- [Metin bölümü]
-----
Olaylar Ve Görüşler

31 Mart isyanı ve günümüz

14 Nisan 2019 Pazar

13 Nisan 1909, literatüre 31 Mart isyanı diye geçen olayın 110. yıldönümüdür. 10/23 Temmuz 1908 meşrutiyetin ilanından 9 ay sonra çıkmıştır. Meşrutiyet Rumeli olayları ardından zorla dayatılmış görünse de, aslında Osmanlı toplumu için özgürlükçü bir devrimdir. 33 yıllık mutlakiyet ardından seçimler yapılıp parlamento kurulmuş, güya zalimle mazlum uzlaşmış görünüyordu. Ancak iç çekişmeler endişe verici boyutlara ulaşmış, 13 Şubat 1909’da Kamil Paşa’nın düşürülmesiyle isyanın fitili ateşlenmiş, topluma verilen ilaç 9 ay sonra kusulmuş, yani eskisi ölmüş ama yenisi doğmamış oluyordu.

İsyanın bilinmeyenleri
13 Nisan’da başlayıp 27 Nisan 1909’da Abdülhamid’in tahtından indirilmesiyle sona eren bu isyan çok bilinmeyenli bir denklem, hatta bir muammadır. İlginç olanı Abdülhamid’in isyan boyunca hiç telaşa kapılmamasıydı. Softalar ve çavuşlarla çıkarılan isyanın, kendine yönelmediğini öğrenmişti. Herkese babalık gösterirken sadece İttihatçılar’la görüşmedi, halbuki meşrutiyetin en dinamik gücü ordu ve İttihat Terakki demekti. Başta İngiliz elçiliği olmak üzere 31 Mart’ın kışkırtıcıları, İsmail Kemal, Prens Sabahaddin, Mizancı Murad, Mevlanzade Rıfat ve Şerif Paşa’ydı. Silahlı öncülerse avcı taburları, militanları da Bab-ı Meşihat uleması, El İslam Cemiyeti, medrese softaları, İttihad-ı Muhammedi Cemiyeti idi. Sarayın böcek sürüsü destekçileriydi. Müderris ve dersiamlar, ders vekili Halis Efendi, Temyiz üyesi Haydar Efendi, Fetva emini Nuri Efendi, Rasim Hoca, Saidi Kürdi (Nursi) ve Derviş Vahdetin. Hepsi Ayasofya meydanındaydı.
İsyana öncülük edenlerin zihin haritasına bakılırsa İslamcı öğretinin soysuzlaştırmış irtica hareketiydi. Kimsenin namaz niyazına karışılmamış, camiler kapanmamış, Halife başımızda, alay imamları askere namaz kıldırıyordu. Buna rağmen “Şeriatın” dili çözülmüştü. Kız liselerinin kapatılması isteniyor, kadınların saçı kesilip yüzüne tükürülüyor, musiki aletlerinde şeytan aranıyor, fotoğrafçı dükkânlarındaki resimler parçalanıyordu. Ağızlarında özgürlük, adalet, kardeşlik yerine, “şeriat-ı garra” sloganları duyuluyordu.
-----
Veri kümesi girdileri:
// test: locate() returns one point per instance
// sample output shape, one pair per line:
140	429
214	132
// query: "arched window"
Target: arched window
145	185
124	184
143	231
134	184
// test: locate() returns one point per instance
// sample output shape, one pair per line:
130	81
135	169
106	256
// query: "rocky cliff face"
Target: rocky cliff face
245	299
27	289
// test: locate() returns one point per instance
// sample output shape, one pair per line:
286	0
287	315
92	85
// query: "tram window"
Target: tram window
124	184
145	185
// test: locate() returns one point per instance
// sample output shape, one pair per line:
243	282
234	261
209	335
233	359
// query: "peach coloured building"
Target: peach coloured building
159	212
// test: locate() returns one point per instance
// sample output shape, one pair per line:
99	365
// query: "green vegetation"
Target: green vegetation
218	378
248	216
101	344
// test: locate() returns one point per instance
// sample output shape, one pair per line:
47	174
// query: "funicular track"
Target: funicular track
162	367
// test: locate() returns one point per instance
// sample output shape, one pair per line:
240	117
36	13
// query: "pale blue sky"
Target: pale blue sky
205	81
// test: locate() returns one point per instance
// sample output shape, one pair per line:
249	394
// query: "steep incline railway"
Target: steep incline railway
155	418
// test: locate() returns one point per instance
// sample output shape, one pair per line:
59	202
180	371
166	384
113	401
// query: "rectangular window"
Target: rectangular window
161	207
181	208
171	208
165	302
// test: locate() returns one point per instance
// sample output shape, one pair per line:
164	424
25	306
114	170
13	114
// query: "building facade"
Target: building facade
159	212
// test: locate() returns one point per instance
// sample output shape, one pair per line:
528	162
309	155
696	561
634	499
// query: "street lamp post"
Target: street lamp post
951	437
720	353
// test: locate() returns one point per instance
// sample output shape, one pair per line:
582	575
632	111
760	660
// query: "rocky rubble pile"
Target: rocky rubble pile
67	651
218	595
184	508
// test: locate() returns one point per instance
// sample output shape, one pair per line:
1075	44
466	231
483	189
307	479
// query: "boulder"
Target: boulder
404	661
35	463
-----
- [Görev]
31 Mart isyanı üzerine olan metnin "31 Mart isyanı ve" ifadesinden "yenisi doğmamış oluyordu." ifadesine kadarki kısmını, "parlamento" yerine "meclis" koyarak yeniden yazın.

- [Görev yanıtı]
31 Mart isyanı ve günümüz

14 Nisan 2019 Pazar

13 Nisan 1909, literatüre 31 Mart isyanı diye geçen olayın 110. yıldönümüdür. 10/23 Temmuz 1908 meşrutiyetin ilanından 9 ay sonra çıkmıştır. Meşrutiyet Rumeli olayları ardından zorla dayatılmış görünse de, aslında Osmanlı toplumu için özgürlükçü bir devrimdir. 33 yıllık mutlakiyet ardından seçimler yapılıp meclis kurulmuş, güya zalimle mazlum uzlaşmış görünüyordu. Ancak iç çekişmeler endişe verici boyutlara ulaşmış, 13 Şubat 1909’da Kamil Paşa’nın düşürülmesiyle isyanın fitili ateşlenmiş, topluma verilen ilaç 9 ay sonra kusulmuş, yani eskisi ölmüş ama yenisi doğmamış oluyordu.